News

29-08-2017

What Are The IVF Success Rates in Australia?

Infertility affects about one couple in six. It is estimated that there are over 70 000 treatment cycles performed in Australia and New Zealand every year.

Research published in the MJA in July from the National  Perinatal Epidemiology and Statistics Unit ( UNSW) provides Australians considering IVF access to evidence that provides a more meaningful idea of the chances of having a baby, whether it is the first or subsequent round of IVF.

The data used was sourced from the Australian and New Zealand Assisted Reproductive Technology Database, which contains information on all IVF cycles performed in Australia and  New  Zealand from 2009 to 2014. Two measures were reported, the live birth rate for each consecutive IVF cycle and the cumulative live-birth rate for each consecutive IVF cycle ( this took into account all previous cycles performed and the age of the woman when she started the treatment)

Overall, for those starting IVF, 33% have a baby as a result of their first cycle, increasing to 54-77% by the eight cycle, there was some difference in results according to the woman's age when she commenced the IVF treatment. . The latest research providing this data reported the probability of IVF success from the patient's perspective after repeated cycles rather than as is usually reported for each cycle. Women who started IVF before they turned 35 had the highest success rates, women aged 40-44 had an 11% chance of a live birth in their first cycle and a cumulative live-birth rate of between 21-34% after six cycles.

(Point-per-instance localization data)

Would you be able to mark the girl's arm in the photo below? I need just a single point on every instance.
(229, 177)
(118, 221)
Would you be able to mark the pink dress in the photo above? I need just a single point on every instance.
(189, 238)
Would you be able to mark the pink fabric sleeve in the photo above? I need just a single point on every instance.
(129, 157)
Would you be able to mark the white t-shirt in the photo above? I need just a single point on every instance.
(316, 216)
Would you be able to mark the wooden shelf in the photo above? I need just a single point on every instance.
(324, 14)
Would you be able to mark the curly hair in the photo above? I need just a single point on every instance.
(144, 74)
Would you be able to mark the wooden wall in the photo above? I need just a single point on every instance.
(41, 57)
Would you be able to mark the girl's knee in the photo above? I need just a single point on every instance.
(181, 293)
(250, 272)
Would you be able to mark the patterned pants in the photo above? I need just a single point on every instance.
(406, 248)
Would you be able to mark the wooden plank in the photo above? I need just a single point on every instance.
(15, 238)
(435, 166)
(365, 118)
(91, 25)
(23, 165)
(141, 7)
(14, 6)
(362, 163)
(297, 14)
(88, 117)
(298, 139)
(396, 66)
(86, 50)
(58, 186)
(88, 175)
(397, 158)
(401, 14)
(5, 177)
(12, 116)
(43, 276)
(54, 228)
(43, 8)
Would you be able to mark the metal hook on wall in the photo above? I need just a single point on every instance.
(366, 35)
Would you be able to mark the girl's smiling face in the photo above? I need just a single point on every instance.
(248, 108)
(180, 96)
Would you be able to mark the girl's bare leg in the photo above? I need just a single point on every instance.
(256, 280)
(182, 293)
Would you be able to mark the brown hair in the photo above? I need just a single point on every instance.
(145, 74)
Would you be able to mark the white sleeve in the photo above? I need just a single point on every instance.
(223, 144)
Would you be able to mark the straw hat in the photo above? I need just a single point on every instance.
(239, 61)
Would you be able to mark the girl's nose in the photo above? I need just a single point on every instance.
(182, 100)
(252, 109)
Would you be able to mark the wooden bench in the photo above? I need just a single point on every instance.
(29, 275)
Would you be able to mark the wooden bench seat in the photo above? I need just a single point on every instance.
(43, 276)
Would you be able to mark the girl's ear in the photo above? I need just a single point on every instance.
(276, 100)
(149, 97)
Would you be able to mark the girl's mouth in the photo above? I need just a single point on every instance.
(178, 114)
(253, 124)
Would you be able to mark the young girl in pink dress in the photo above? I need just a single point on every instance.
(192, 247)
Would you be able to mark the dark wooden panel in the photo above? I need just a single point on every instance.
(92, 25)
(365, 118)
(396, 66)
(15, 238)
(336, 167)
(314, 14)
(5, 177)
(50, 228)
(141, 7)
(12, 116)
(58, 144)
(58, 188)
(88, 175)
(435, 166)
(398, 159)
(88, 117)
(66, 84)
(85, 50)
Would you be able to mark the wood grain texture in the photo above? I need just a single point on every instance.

▸ Action item:
Update the IVF success rates text above from "Infertility affects about" up to and including "round of IVF.", putting "pair" in place of "couple", and give that part again.

▸ Written response:
Infertility affects about one pair in six. It is estimated that there are over 70 000 treatment cycles performed in Australia and New Zealand every year.

Research published in the MJA in July from the National  Perinatal Epidemiology and Statistics Unit ( UNSW) provides Australians considering IVF access to evidence that provides a more meaningful idea of the chances of having a baby, whether it is the first or subsequent round of IVF.